提供テキスト:
---------------
友ヶ島防備衛所

<概要>
防備衛所とは海軍が設置したもので、水中測的兵器を装備し、管制機雷による艦船攻撃を主任務とする施設で、装備により甲乙丙に分かれた。友ヶ島は水中聴音機と管制機雷を装備する甲である。対戦末期には時期探知儀も装備していた。 大阪警備府紀伊防備隊に所属、日ノ御碕、伊島には乙衛所が設置されていた。 防備衛所の開設時期は未知であるが、昭和10年代であろう。昭和16年12月の日米開戦に合わせて防備が実施された。 開戦時には、九七式水中聴音機三型二組、九二式機雷三組、2.5m測距儀(五年式)。 士官1、下士官兵24の計25名の体制であった。 その後、戦況に合わせて増強され、本土決戦に向けた昭和20年6月時点では准士官以上2、下士官兵93の計95人。九二式機雷八連群、九七式水中聴音機5、磁気探知儀5、25o三連装機銃1、単装2の布陣となる。しかし、本土決戦は回避されたので、そのまま終戦を迎えることとなった。
---------------
与えられたデータ:
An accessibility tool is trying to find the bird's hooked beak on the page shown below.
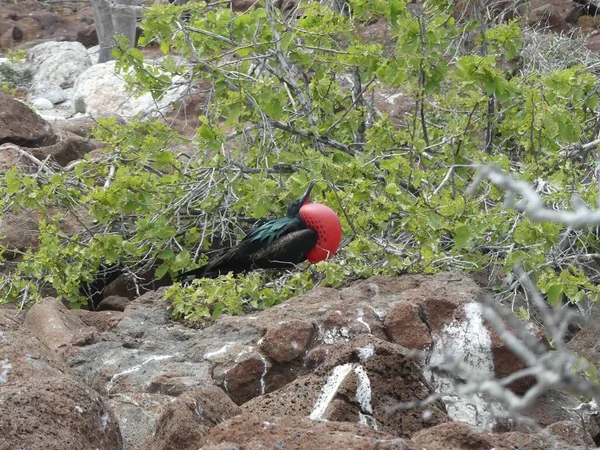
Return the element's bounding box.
---------------
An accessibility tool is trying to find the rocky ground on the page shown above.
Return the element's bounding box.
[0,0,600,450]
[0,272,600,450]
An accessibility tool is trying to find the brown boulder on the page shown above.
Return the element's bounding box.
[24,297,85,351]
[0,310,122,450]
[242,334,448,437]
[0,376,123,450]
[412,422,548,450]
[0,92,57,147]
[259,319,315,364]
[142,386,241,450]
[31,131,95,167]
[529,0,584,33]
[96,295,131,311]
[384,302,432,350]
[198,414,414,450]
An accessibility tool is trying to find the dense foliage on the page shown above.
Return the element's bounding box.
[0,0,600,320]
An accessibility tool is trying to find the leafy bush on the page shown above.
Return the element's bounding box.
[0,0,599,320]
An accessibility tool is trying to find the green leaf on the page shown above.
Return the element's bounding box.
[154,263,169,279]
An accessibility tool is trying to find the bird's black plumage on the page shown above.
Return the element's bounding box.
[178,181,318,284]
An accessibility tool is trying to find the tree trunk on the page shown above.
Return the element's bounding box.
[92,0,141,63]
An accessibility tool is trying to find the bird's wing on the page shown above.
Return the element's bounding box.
---------------
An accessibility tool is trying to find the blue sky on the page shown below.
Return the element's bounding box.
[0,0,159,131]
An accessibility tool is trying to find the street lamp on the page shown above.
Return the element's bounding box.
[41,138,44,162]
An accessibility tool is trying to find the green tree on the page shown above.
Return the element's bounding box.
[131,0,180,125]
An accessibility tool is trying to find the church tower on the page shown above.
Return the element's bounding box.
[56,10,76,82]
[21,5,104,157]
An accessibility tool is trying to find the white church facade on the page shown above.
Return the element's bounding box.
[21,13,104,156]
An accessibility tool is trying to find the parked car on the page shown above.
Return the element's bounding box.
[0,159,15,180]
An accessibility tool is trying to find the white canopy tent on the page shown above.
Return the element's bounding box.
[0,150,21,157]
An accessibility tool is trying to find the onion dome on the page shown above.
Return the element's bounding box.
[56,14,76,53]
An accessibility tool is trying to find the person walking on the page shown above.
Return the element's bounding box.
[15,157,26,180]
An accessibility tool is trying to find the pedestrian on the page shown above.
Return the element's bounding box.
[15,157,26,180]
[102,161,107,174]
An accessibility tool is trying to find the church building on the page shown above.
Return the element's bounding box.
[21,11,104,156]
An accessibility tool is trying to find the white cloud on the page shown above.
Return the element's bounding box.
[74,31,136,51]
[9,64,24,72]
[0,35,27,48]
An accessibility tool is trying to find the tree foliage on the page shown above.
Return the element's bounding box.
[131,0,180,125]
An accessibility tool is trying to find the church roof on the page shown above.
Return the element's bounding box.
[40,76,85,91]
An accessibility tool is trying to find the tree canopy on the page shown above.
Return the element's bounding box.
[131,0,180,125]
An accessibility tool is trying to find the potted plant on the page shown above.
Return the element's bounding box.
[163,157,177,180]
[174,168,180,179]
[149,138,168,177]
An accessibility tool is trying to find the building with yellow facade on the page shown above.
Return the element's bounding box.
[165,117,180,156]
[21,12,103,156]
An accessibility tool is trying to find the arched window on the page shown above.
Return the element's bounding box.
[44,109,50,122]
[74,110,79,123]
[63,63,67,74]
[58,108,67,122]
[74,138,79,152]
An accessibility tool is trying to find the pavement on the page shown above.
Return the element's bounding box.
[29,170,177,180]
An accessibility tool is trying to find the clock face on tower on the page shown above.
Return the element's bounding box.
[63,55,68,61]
---------------
課題の目的: 友ヶ島防備衛所についての文章から、開戦時に備えていた装備をすべて数量とともに書き出す。

出力:
・九七式水中聴音機三型 二組
・九二式機雷 三組
・2.5m測距儀(五年式)